_Exercise directions_
Write out, word for word, everything in the records below from their start down to and including the line that contains "pixel 205 132". Leave the pictures out of your answer.
..........
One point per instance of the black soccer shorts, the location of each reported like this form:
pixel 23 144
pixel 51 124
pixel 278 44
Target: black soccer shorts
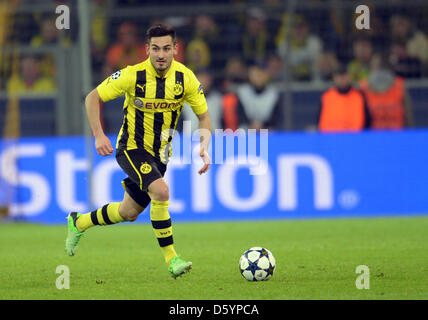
pixel 142 169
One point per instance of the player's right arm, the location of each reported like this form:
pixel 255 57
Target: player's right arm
pixel 102 142
pixel 112 87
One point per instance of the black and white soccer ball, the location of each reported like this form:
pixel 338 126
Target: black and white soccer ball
pixel 257 264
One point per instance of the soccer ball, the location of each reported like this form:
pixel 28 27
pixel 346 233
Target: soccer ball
pixel 257 264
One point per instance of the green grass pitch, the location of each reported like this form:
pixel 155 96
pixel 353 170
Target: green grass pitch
pixel 316 259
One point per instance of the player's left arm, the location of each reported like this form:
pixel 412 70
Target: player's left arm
pixel 195 97
pixel 205 132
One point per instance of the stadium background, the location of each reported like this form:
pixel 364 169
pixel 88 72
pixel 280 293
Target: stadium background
pixel 47 153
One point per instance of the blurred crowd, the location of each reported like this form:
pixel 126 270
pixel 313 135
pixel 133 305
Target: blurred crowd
pixel 242 57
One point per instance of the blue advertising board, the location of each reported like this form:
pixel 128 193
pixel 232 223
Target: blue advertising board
pixel 287 175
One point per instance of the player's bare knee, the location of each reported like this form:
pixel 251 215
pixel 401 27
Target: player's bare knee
pixel 129 213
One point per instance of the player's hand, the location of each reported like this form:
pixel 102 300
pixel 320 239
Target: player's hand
pixel 103 146
pixel 207 161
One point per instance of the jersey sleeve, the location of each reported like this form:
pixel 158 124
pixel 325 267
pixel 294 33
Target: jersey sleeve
pixel 195 96
pixel 115 85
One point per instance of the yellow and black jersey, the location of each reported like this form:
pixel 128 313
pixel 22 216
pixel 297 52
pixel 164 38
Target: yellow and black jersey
pixel 152 104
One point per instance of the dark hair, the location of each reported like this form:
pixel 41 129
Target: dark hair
pixel 160 30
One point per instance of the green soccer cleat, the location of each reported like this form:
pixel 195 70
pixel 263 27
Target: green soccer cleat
pixel 73 235
pixel 178 267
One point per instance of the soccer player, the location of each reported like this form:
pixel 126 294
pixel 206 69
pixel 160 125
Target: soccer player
pixel 155 91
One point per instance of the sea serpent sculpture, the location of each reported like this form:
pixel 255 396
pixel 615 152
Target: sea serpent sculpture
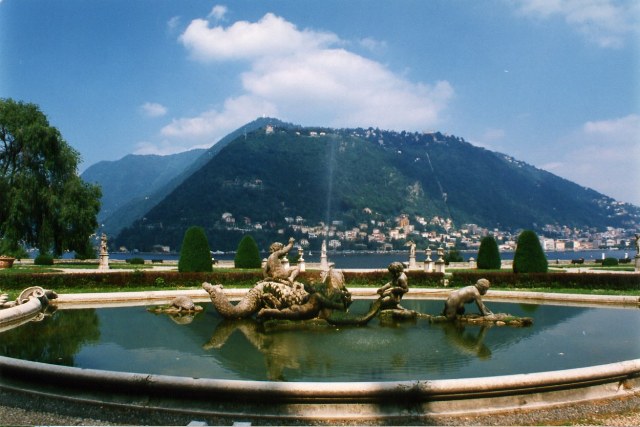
pixel 281 299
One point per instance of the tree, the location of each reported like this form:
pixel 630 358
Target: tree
pixel 195 254
pixel 43 201
pixel 488 254
pixel 529 256
pixel 248 254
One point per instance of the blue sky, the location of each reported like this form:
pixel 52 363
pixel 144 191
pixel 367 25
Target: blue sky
pixel 554 83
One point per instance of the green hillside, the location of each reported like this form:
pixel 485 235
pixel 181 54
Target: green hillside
pixel 265 180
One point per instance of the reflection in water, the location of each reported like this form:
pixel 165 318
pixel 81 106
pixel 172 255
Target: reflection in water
pixel 132 339
pixel 466 341
pixel 55 339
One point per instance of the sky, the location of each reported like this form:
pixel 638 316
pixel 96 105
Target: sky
pixel 554 83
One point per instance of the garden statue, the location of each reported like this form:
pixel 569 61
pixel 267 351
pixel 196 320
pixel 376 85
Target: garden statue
pixel 179 305
pixel 274 269
pixel 44 295
pixel 104 254
pixel 278 295
pixel 392 292
pixel 454 305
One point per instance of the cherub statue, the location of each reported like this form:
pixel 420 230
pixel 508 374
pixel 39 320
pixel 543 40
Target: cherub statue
pixel 392 292
pixel 457 299
pixel 274 268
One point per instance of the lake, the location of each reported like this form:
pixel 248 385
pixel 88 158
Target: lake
pixel 131 339
pixel 382 260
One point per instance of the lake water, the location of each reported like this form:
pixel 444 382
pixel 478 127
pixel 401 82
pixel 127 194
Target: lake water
pixel 382 260
pixel 134 340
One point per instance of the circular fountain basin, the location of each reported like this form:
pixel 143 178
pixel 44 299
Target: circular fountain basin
pixel 392 401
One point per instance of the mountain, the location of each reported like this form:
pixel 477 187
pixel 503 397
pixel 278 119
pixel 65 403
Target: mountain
pixel 134 184
pixel 135 177
pixel 267 180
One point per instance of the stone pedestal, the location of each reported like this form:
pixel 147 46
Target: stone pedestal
pixel 6 262
pixel 428 262
pixel 104 254
pixel 324 263
pixel 440 264
pixel 104 261
pixel 412 262
pixel 302 267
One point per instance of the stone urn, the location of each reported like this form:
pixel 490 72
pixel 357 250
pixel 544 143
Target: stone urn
pixel 6 261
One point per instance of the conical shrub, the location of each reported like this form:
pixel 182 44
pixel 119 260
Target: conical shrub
pixel 247 254
pixel 195 254
pixel 488 254
pixel 529 256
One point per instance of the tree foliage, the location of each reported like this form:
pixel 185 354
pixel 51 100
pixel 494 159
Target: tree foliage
pixel 248 254
pixel 488 254
pixel 43 201
pixel 529 256
pixel 195 254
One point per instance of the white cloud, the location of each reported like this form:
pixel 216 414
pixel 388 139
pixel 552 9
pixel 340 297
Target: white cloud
pixel 173 23
pixel 212 125
pixel 218 12
pixel 153 109
pixel 604 155
pixel 271 36
pixel 306 77
pixel 604 22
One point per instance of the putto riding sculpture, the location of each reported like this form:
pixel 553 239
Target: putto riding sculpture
pixel 280 296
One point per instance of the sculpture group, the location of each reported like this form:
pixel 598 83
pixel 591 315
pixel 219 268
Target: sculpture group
pixel 280 296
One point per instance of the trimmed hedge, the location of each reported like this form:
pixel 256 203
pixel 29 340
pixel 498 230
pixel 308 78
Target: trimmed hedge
pixel 611 281
pixel 246 279
pixel 154 279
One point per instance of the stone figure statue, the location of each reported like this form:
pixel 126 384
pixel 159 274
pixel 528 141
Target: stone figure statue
pixel 391 293
pixel 454 305
pixel 274 269
pixel 270 299
pixel 103 244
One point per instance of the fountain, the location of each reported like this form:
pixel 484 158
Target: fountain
pixel 285 309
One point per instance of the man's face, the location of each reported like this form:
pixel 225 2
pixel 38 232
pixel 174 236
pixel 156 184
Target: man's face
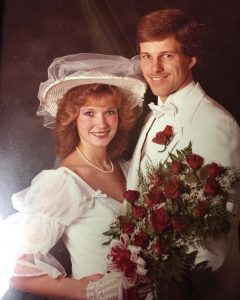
pixel 165 67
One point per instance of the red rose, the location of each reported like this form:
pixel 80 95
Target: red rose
pixel 176 167
pixel 200 210
pixel 195 161
pixel 141 239
pixel 214 170
pixel 163 137
pixel 160 219
pixel 178 224
pixel 158 248
pixel 171 188
pixel 121 257
pixel 155 179
pixel 131 195
pixel 168 131
pixel 138 212
pixel 128 228
pixel 160 138
pixel 212 187
pixel 155 196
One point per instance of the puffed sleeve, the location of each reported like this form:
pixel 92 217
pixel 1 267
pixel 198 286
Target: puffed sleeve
pixel 55 199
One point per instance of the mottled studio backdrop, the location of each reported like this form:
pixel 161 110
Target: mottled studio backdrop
pixel 33 32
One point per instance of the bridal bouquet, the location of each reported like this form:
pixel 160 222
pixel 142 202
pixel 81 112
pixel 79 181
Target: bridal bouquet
pixel 180 205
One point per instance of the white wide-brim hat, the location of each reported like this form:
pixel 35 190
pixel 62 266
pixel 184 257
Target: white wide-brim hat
pixel 85 68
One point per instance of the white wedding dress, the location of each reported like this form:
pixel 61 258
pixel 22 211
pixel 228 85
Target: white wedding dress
pixel 58 205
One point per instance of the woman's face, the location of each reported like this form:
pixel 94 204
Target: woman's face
pixel 97 121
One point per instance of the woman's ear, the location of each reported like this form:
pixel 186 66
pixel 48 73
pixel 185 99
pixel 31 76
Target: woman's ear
pixel 192 61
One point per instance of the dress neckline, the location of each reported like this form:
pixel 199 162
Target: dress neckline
pixel 98 191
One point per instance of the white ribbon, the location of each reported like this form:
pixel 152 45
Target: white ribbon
pixel 166 109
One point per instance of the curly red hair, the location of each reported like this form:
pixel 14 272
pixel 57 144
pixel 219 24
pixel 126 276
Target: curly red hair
pixel 66 133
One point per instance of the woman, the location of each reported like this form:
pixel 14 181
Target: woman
pixel 93 103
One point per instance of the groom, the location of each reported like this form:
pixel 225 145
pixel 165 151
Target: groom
pixel 169 48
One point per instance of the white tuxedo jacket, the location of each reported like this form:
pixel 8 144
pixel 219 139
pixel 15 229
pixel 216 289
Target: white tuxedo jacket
pixel 215 135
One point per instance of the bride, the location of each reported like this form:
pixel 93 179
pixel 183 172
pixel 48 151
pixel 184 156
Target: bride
pixel 92 98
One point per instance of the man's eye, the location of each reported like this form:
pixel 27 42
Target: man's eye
pixel 111 112
pixel 145 56
pixel 88 113
pixel 167 55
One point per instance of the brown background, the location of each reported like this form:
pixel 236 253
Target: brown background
pixel 35 31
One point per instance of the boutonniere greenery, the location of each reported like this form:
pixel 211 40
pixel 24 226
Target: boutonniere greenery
pixel 164 137
pixel 179 205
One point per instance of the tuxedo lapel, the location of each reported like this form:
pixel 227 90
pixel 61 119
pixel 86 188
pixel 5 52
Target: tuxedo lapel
pixel 132 179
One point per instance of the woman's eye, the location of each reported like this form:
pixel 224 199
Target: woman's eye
pixel 111 112
pixel 145 56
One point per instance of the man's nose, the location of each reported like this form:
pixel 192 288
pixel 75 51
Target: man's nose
pixel 157 65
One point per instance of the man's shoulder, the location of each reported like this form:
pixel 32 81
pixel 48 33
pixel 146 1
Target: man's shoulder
pixel 211 109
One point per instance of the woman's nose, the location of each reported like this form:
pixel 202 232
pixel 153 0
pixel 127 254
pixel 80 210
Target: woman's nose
pixel 101 120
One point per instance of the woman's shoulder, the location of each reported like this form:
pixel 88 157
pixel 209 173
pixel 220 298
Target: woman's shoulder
pixel 55 193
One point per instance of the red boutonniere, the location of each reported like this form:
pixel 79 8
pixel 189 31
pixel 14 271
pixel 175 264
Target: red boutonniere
pixel 164 137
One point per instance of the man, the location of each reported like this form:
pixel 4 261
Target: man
pixel 169 47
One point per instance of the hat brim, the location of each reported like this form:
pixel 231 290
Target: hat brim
pixel 132 88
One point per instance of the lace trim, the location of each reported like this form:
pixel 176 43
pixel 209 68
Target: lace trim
pixel 110 287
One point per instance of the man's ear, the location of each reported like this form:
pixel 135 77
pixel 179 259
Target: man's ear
pixel 192 61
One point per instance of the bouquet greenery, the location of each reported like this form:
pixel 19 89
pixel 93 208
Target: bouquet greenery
pixel 180 205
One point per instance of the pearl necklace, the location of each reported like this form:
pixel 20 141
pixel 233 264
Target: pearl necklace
pixel 94 166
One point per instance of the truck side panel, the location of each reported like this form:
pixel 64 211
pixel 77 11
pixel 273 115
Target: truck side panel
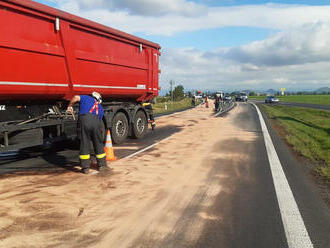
..........
_Output for this task_
One point per instance of the black soccer shorts, the location of each reported like this form:
pixel 23 144
pixel 51 124
pixel 278 44
Target: black soccer shorts
pixel 142 169
One point per instance of the player's right arm, the location of each reported like this form:
pixel 255 57
Target: player's right arm
pixel 102 142
pixel 112 87
One point per instance of the black and white soccer ball, the location of each reported like this form:
pixel 338 126
Target: black and white soccer ball
pixel 257 264
One point per instance of the soccer ball, the location of each reported like this form:
pixel 28 27
pixel 346 233
Target: soccer ball
pixel 257 264
One point per instance of the green grass pitch, the location of each reported like this form:
pixel 155 96
pixel 353 170
Target: green grass pitch
pixel 316 259
One point per instance of the player's left arm, the location of each reported like this form:
pixel 412 70
Target: player's left arm
pixel 195 97
pixel 205 132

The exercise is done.